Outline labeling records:
**********
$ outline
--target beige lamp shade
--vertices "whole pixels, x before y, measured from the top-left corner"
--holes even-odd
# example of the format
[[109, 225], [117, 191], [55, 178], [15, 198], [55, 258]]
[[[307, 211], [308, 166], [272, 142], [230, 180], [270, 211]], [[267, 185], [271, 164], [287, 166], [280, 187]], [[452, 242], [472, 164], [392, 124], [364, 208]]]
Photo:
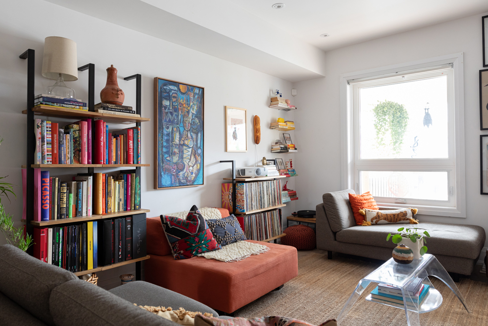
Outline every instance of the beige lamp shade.
[[44, 41], [42, 76], [55, 80], [59, 74], [65, 82], [78, 80], [76, 43], [69, 39], [49, 36]]

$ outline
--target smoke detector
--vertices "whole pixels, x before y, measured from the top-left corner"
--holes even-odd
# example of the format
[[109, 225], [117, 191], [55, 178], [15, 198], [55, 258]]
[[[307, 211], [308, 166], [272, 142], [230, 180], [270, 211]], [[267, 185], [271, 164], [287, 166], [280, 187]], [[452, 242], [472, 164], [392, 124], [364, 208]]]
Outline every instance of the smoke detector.
[[285, 8], [285, 3], [275, 3], [271, 8], [275, 9], [281, 9]]

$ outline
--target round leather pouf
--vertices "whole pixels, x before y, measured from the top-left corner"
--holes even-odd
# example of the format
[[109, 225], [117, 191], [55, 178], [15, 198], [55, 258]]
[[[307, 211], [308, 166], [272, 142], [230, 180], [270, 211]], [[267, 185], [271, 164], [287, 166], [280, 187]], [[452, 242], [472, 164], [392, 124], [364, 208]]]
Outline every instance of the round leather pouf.
[[295, 247], [298, 250], [311, 250], [315, 249], [317, 242], [313, 229], [302, 224], [289, 226], [283, 233], [286, 235], [281, 238], [281, 244]]

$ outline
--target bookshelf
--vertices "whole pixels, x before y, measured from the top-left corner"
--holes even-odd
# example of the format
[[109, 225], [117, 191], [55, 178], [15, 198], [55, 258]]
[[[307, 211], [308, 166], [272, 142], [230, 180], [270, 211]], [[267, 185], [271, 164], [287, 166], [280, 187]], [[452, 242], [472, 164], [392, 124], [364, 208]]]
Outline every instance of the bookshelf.
[[[231, 178], [224, 178], [224, 181], [232, 181], [232, 214], [238, 217], [238, 219], [240, 219], [243, 221], [244, 221], [244, 219], [248, 217], [250, 217], [251, 216], [256, 214], [260, 213], [264, 213], [266, 212], [271, 212], [276, 210], [278, 210], [279, 214], [279, 220], [280, 224], [280, 230], [281, 230], [282, 228], [282, 212], [281, 209], [283, 207], [286, 206], [286, 204], [280, 204], [277, 205], [268, 206], [264, 208], [260, 209], [254, 210], [252, 211], [248, 211], [244, 213], [239, 213], [236, 212], [236, 182], [259, 182], [263, 181], [270, 181], [272, 180], [279, 179], [285, 177], [285, 175], [276, 175], [274, 176], [262, 176], [262, 177], [256, 177], [254, 178], [236, 178], [236, 161], [234, 160], [226, 160], [226, 161], [221, 161], [220, 163], [230, 163], [232, 165], [232, 177]], [[279, 198], [281, 198], [281, 186], [280, 182], [280, 193], [279, 193]], [[240, 222], [241, 220], [240, 220]], [[245, 221], [244, 222], [245, 223]], [[267, 227], [267, 226], [266, 226]], [[244, 230], [245, 232], [245, 230]], [[281, 234], [277, 235], [274, 237], [271, 237], [268, 239], [264, 239], [264, 240], [261, 240], [262, 242], [270, 242], [271, 241], [274, 241], [275, 243], [276, 243], [277, 240], [279, 238], [284, 237], [286, 235], [284, 233], [282, 233]]]
[[[136, 113], [139, 117], [129, 115], [113, 114], [106, 113], [102, 113], [95, 111], [95, 65], [88, 64], [78, 68], [80, 71], [88, 70], [88, 99], [87, 101], [88, 110], [79, 110], [65, 108], [60, 108], [46, 105], [34, 105], [34, 97], [35, 96], [34, 89], [35, 68], [35, 51], [32, 49], [28, 49], [23, 53], [19, 56], [21, 59], [27, 61], [27, 105], [26, 109], [22, 111], [26, 117], [26, 156], [27, 159], [25, 166], [23, 168], [26, 170], [26, 219], [22, 219], [22, 221], [25, 223], [26, 231], [30, 235], [33, 235], [35, 228], [44, 228], [51, 226], [63, 226], [69, 225], [79, 224], [80, 222], [85, 222], [89, 221], [103, 220], [114, 217], [122, 217], [130, 216], [135, 214], [144, 214], [143, 218], [145, 218], [145, 214], [149, 212], [147, 209], [139, 209], [132, 211], [124, 211], [117, 213], [109, 213], [103, 215], [91, 215], [72, 218], [63, 218], [61, 219], [54, 219], [47, 221], [34, 221], [34, 169], [42, 168], [51, 169], [56, 168], [71, 168], [87, 170], [88, 174], [93, 175], [95, 169], [103, 169], [108, 168], [126, 168], [132, 167], [135, 169], [135, 174], [137, 177], [141, 180], [141, 168], [148, 167], [149, 164], [33, 164], [35, 161], [34, 152], [36, 149], [35, 135], [34, 133], [35, 120], [36, 117], [41, 116], [49, 117], [50, 118], [61, 118], [63, 119], [73, 119], [75, 121], [83, 119], [91, 119], [91, 130], [94, 130], [95, 120], [101, 119], [107, 123], [133, 124], [136, 124], [136, 127], [141, 127], [142, 122], [150, 121], [148, 118], [141, 117], [141, 75], [139, 74], [133, 75], [124, 78], [124, 80], [130, 81], [136, 80]], [[92, 138], [92, 146], [94, 148], [95, 142], [95, 137]], [[141, 198], [142, 201], [142, 198]], [[100, 241], [99, 241], [100, 242]], [[145, 246], [145, 245], [144, 246]], [[27, 253], [32, 256], [34, 253], [33, 246], [31, 246], [27, 250]], [[148, 259], [149, 256], [138, 258], [128, 261], [114, 263], [111, 265], [101, 266], [96, 268], [78, 272], [75, 274], [78, 276], [89, 274], [97, 271], [106, 270], [114, 268], [120, 266], [128, 264], [136, 264], [136, 279], [141, 280], [141, 262]]]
**********
What is being asked
Pull out each line of the listing above that contains the word "instance".

Full response
Outline every instance of the beige lamp shade.
Outline every instance of the smoke detector.
Outline every instance of the round leather pouf.
Outline every instance of the bookshelf.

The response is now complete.